# bored of food??



## dex'smom (Jan 11, 2009)

so the last couple of days dex who usually wolfs down his nb sweet potato and venison has decided he no longer loves it- he eats some and chews and spits out the rest. hes feeling fine -he totally himself playful as ever-and has a good appetite- heck eat anything else i put in front of him- his treats and my dog walkers dogs food! so my question - do i play harball? for how long? or do i get him a different food?


----------



## LJSquishy (Feb 27, 2008)

I know a lot of members on here switch up their Malt's food for "variety", etc, but I think that's a horrible idea...it just teaches them that when they decide they are bored of it, they will get something new.

I would play hardball and just continue on with his normal feeding routine. If you feed at certain meal times, do what you always do and pick up his food after a certain amount of time, etc. If you free-feed...just let him be. LOL He will end up eating enough no matter what. I would withhold any extra treats until he starts eating better.


----------



## jodublin (Sep 27, 2006)

like us dogs get bored of the same food ,switch for a while then switch back again


----------



## princessre (Dec 23, 2008)

We played hardball with NB venison and Casanova lost so much weight. We did 30 days of 15 minute down and back up three times a day, no treats AT ALL. He was miserable AND refused to eat. Maybe you can find another quality food and switch it up for him. I don't see the downside to it. Generally speaking Casanova eats more dog food when we offer a greater variety of food.


----------



## roxybaby22 (Feb 25, 2009)

I think there are great benefits to switching foods from what I have read and Roxy seems to be doing well with variety. I switch her food everytime we buy another bag of food for her.


----------



## littlemissy (May 19, 2009)

QUOTE (princessre @ Jul 8 2009, 08:07 PM) index.php?act=findpost&pid=802871


> We played hardball with NB venison and Casanova lost so much weight. We did 30 days of 15 minute down and back up three times a day, no treats AT ALL. He was miserable AND refused to eat. Maybe you can find another quality food and switch it up for him. I don't see the downside to it. Generally speaking Casanova eats more dog food when we offer a greater variety of food.[/B]


Casanova sounds like Calista. She has refused to eat for days at a time over and over again if do not switch the food. I have to switch the foods and snacks up to meet the queen's standards.... :smrofl: I agree with whoever said who wants to eat the same thing day in and day out. When dealing with a small malt 4-5 pounder or less I would not play hardball for more than a few days as they can get weak if the blood sugar drops too much-JMO. They can be stubborn about it I've accepted it and found switching between 2 or 3 foods or flavors on a rotational basis helps.

(Object point labels)
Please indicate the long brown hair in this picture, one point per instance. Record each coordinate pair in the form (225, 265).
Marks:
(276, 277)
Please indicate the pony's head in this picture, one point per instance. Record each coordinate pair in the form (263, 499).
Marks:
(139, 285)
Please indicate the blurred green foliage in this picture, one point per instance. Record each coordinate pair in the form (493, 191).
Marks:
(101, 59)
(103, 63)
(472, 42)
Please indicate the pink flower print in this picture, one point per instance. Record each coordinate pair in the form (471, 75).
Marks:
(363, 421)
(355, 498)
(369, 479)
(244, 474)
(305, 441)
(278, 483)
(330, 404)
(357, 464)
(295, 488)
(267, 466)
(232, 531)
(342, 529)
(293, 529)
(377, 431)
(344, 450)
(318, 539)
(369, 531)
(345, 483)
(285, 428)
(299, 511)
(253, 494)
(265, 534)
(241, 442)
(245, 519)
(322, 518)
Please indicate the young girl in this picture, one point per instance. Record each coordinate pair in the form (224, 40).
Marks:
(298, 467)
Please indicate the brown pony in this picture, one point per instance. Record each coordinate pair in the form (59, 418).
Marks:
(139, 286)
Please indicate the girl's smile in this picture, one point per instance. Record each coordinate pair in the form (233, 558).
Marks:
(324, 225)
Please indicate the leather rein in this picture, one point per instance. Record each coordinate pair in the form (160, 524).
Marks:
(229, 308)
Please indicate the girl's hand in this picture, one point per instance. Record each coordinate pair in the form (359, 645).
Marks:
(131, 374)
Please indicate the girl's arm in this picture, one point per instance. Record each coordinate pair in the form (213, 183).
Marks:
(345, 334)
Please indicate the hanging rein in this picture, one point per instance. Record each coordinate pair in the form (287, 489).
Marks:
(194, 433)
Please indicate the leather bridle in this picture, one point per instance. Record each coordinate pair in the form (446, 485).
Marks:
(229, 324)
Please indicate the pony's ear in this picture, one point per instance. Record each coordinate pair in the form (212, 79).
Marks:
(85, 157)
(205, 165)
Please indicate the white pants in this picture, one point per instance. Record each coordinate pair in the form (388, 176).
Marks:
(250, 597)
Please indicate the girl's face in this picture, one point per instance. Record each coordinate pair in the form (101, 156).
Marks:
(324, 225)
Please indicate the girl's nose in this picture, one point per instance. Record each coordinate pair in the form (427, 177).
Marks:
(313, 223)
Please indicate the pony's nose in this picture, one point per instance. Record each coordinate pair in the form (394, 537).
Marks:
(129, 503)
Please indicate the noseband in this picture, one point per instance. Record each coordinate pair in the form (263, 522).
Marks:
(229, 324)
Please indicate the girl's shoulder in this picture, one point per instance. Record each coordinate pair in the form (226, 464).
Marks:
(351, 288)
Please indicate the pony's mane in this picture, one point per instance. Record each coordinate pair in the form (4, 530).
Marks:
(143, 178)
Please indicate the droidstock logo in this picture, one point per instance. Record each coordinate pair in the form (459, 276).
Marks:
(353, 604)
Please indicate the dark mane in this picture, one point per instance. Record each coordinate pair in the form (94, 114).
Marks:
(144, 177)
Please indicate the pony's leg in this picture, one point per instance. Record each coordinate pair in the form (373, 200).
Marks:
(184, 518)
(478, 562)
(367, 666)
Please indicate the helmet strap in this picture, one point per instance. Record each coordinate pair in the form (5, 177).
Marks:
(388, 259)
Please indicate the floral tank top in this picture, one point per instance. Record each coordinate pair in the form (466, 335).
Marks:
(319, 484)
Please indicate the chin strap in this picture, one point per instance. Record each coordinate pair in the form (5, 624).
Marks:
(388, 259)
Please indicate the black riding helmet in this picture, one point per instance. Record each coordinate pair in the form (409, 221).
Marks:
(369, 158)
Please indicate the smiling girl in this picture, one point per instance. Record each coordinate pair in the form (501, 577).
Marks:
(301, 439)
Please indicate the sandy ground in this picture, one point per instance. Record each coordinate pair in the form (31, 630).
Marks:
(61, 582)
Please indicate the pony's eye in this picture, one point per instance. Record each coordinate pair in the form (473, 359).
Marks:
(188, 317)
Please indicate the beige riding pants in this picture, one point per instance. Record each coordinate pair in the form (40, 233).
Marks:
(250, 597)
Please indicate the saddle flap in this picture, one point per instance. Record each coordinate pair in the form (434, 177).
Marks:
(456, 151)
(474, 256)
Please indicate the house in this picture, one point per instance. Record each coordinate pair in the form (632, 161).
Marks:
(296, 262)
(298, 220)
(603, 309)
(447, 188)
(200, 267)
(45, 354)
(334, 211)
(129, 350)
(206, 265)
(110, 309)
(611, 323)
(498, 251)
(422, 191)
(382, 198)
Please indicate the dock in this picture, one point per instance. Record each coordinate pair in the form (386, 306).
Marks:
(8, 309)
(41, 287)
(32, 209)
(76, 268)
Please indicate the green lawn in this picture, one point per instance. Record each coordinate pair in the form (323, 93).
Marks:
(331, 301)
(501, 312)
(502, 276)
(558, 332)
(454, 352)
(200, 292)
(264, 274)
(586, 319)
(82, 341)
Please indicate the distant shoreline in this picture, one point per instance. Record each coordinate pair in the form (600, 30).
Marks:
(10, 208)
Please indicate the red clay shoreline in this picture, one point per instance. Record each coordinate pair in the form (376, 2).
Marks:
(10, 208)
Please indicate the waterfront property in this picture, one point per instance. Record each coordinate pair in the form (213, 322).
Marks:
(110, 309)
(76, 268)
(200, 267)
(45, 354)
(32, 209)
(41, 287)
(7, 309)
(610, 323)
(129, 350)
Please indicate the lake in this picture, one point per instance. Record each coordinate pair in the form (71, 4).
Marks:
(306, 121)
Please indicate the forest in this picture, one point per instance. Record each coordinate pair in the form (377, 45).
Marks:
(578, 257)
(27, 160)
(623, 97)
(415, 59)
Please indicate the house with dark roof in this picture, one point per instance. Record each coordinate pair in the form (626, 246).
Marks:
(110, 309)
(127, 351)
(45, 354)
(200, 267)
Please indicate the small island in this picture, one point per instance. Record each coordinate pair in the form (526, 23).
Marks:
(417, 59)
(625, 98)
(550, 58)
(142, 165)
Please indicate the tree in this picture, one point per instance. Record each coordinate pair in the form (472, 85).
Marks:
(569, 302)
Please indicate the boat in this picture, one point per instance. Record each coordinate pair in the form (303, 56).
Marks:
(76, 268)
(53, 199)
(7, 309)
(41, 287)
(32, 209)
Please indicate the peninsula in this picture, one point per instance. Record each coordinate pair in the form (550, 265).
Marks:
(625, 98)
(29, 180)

# GOAL OF THE EXERCISE:
Decide whether each statement agrees with the thread about a dog bored of his food, answering yes or no and quoting the deciding words. 1. Casanova lost weight when his owners played hardball with NB venison. 2. Roxy's owner switches her food only once a year. 3. LJSquishy advises giving extra treats until the dog eats better.

# ANSWER FOR THE TASK:
1. Yes: "We played hardball with NB venison and Casanova lost so much weight."
2. No: "I switch her food everytime we buy another bag of food for her."
3. No: "I would withhold any extra treats until he starts eating better."